The task: Repeat the entries below in full, with every character unchanged.

(Saved entries)
━━━━━━━━━━━━━━━━━━━━
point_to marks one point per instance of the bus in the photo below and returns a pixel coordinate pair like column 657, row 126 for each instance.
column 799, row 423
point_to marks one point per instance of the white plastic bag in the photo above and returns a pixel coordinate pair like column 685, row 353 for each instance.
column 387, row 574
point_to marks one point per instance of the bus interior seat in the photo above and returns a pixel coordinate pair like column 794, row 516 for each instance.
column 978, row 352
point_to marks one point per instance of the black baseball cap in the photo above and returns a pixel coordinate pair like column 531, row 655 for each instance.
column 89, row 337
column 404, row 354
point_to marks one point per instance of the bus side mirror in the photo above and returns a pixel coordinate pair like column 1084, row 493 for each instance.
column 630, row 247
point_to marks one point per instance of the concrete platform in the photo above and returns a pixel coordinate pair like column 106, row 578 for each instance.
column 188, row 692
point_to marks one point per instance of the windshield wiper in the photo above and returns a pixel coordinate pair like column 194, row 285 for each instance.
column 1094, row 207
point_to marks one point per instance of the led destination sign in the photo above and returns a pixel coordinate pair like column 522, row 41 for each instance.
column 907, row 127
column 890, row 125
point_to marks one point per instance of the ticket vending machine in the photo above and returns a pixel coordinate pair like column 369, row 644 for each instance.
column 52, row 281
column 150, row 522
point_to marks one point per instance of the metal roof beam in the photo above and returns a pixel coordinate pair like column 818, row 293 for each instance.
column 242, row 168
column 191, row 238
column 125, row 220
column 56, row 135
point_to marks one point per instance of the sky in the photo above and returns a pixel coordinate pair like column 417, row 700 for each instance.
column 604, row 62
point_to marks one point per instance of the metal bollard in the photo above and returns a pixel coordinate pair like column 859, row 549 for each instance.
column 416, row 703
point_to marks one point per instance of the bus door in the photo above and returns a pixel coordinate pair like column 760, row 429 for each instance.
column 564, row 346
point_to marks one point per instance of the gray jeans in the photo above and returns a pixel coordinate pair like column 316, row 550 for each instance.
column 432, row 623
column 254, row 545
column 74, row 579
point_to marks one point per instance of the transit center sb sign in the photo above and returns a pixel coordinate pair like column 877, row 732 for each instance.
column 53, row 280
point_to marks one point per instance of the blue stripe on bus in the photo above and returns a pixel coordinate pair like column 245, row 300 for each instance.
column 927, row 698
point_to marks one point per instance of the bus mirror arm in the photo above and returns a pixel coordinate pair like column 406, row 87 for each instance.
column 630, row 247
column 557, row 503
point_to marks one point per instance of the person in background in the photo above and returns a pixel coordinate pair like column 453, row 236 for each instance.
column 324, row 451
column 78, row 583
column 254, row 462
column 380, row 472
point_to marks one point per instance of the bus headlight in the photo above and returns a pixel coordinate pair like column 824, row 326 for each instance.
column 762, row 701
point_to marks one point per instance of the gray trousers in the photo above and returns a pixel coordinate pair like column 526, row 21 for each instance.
━━━━━━━━━━━━━━━━━━━━
Solution below:
point_to marks one point per instance of the bus in the photo below and returns a pixel coordinate pair like column 657, row 126 for each instance.
column 799, row 423
point_to marks one point per instance of the white plastic bag in the photo above and returns a pixel coordinate pair like column 685, row 353 for each instance.
column 387, row 574
point_to marks one point per instance of the bus interior seat in the photo above and returns a pixel coordinate pair like column 794, row 516 for each instance.
column 978, row 352
point_to marks one point per instance of the black baseball cap in the photo above and returns a pixel coordinate pair like column 531, row 655 for each instance.
column 89, row 337
column 404, row 354
point_to marks one point per instance of the bus side mirror in the photo above and returns a pixel coordinate pair like column 1084, row 493 for each instance.
column 630, row 247
point_to marks one point per instance of the concrete platform in the photo above and returns a pixel coordinate pair like column 106, row 578 for each instance.
column 188, row 692
point_to marks one point per instance of the windshield wiper in the photo above and returns a pixel coordinate pair like column 194, row 285 for each instance.
column 1094, row 207
point_to marks one point per instance of the led destination sign in the photo above and returns a pixel coordinate pair like column 522, row 41 for each instance.
column 907, row 127
column 890, row 125
point_to marks one point per instance of the ticket vending machine in the photo above and returns a pixel coordinate pair like column 369, row 644 for each instance.
column 52, row 281
column 150, row 522
point_to marks one point per instance of the metal roof beam in the photo above and returns a pixel coordinate pair like column 818, row 293 for each instance.
column 242, row 168
column 191, row 238
column 125, row 220
column 56, row 135
point_to marks one point per instance of the sky in the photo above and returns a pixel coordinate pair like column 417, row 700 for each instance.
column 604, row 62
point_to marks one point per instance of the metal bollard in the photo above and returns a pixel coordinate pair like column 859, row 549 for each instance.
column 416, row 703
point_to marks one point per instance of the bus door in the photo above and returns a pixel coordinate pair like column 760, row 429 for each instance.
column 564, row 346
point_to marks one point per instance of the gray jeans in the photo above and returns a pixel coordinate pair like column 316, row 550 for each instance.
column 432, row 623
column 254, row 545
column 74, row 579
point_to marks one point per instance of the transit center sb sign in the photo above and returns a pixel coordinate pair like column 877, row 732 for each instance.
column 53, row 280
point_to marks one point per instance of the blue stripe on bus in the photo above and returns a pixel coordinate pair like column 245, row 300 for each instance.
column 927, row 698
point_to marks one point per instance of the bus mirror arm in the photo above and returns a pixel coordinate pair like column 406, row 87 for each instance.
column 630, row 247
column 557, row 503
point_to marks one point per instance of the person in background in the photo above and returns a pixel coordinate pair like column 453, row 236 for each instance.
column 324, row 451
column 78, row 583
column 254, row 462
column 380, row 472
point_to marks one point per instance of the bus headlight in the photo above and returns a pixel coordinate pair like column 824, row 326 for each instance.
column 762, row 701
point_to marks one point per instance of the gray trousers in the photo above and returns a pixel coordinate pair like column 526, row 21 for each instance.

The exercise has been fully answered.